Exercício escrito A:
Reescreva as entradas abaixo substituindo "grey roof" por "red roof" e mantendo todo o resto sem alteração. Não inclua as imagens na resposta.

Trecho fornecido:
■ ■ ■ ■ ■

A energia que flui pelo canal militar é totalmente gasta; não produz nada, nem
mesmo a manutenção de suas linhas de transmissão. Um exército pode
ocasionalmente tomar suprimentos do inimigo, em pilhagem ou indenizações, mas
esses recursos são rapidamente consumidos.
Portanto,
a efetividade militar de longo prazo, a sobrevivência de uma nação através dos
riscos recorrentes de guerra, geração após geração — e é isso que uma nação tem
de conseguir se quiser sobreviver — depende, de maneira absoluta, da
preservação dos recursos de capital, usando apenas o excedente para fins
militares como produto acabado. É duvidoso se existe alguma hipótese em que o
capital possa ser consumido de maneira segura; não podemos confiar na aparência
superficial, porque descobriremos, examinando o registro histórico, que nações
de longa sobrevivência jamais permitiram que seu capital fosse comprometido, nem
mesmo em seus maiores esforços militares. O que fizeram de fato foi aumentar a
produção geral. Ao final das guerras napoleônicas, estima-se que a Grã-Bretanha
tinha uma produção geral cinqüenta
por cento superior à do início dos conflitos. Napoleão tentou embargar a
Europa, enquanto os britânicos comerciavam com todos que desejassem, incluindo
os próprios franceses. Na Guerra Civil Americana, o Norte certamente aumentou
sua produção geral; enquanto o Sul, de maneira insana, começou a guerra declarando um embargo de seu próprio algodão, paralisando
assim o seu crédito no exterior.
A
teoria atual de que “sacrifícios” vencerão a guerra é o extremo da
irracionalidade. Quando um caminhão é necessário, não é possível dirigir um
sacrifício. O objeto tem de ser fabricado, e só pode ser fabricado no circuito
completo, com homens livres usando a propriedade privada livremente. Se a
guerra toma mais que o excedente de produção por um dado período de tempo,
mesmo uma série ininterrupta de vitórias levará a nação cada vez mais perto da
derrota irremediável, pela cessação completa de suprimentos.

■ ■ ■ ■ ■

Linhas:
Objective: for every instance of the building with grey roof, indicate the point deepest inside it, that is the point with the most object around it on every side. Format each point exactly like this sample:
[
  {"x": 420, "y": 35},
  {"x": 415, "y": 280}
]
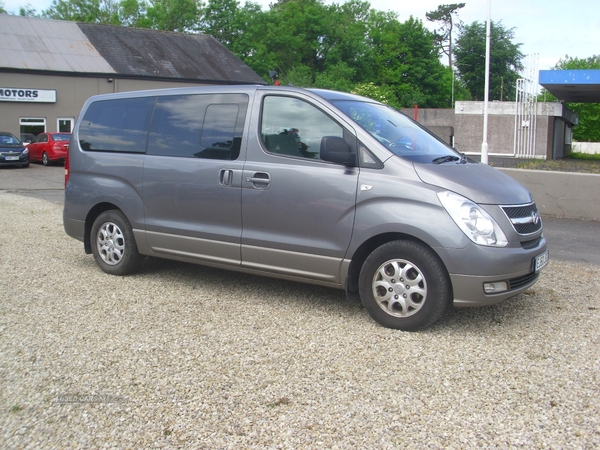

■ ■ ■ ■ ■

Exercício escrito B:
Continue o texto acima sobre guerra e produção a partir da última frase apresentada.

Resultado final A:
Objective: for every instance of the building with red roof, indicate the point deepest inside it, that is the point with the most object around it on every side. Format each point exactly like this sample:
[
  {"x": 420, "y": 35},
  {"x": 415, "y": 280}
]

Resultado final B:
O
erro de uma nação que faz guerra gastando seu capital, pensando em vencer antes
que as reservas se esgotem, é que ela assumiu um gasto incalculável sustentado
por uma quantidade limitada. Cortou a alimentação e está funcionando a bateria;
mas a energia em uma bateria é uma quantidade fixa, enquanto o tempo futuro que
uma guerra vai durar e o consumo de energia resultante que será exigido ao
longo do tempo jamais podem ser
conhecidos previamente. A única certeza é que a relação que essas
conjecturas ignoram — o fato de que se o capital está sendo exaurido; mais
energia é tirada do circuito que o excedente provê — é uma fórmula para a
derrota; a nação ficará cada vez mais fraca. Se a força militar não é mais que
o que o excedente de energia provê, é pelo menos uma potência permanente, estendendo-se
ao infinito e pode, portanto, manter-se esperando a vitória final por um
período indeterminado.
O
tempo está ao lado da nação que aumenta sua produção geral. O tempo é neutro
para a nação que mantém a produção geral em seu nível anterior. O tempo é
mortal para a nação que luta com seus recursos de capital.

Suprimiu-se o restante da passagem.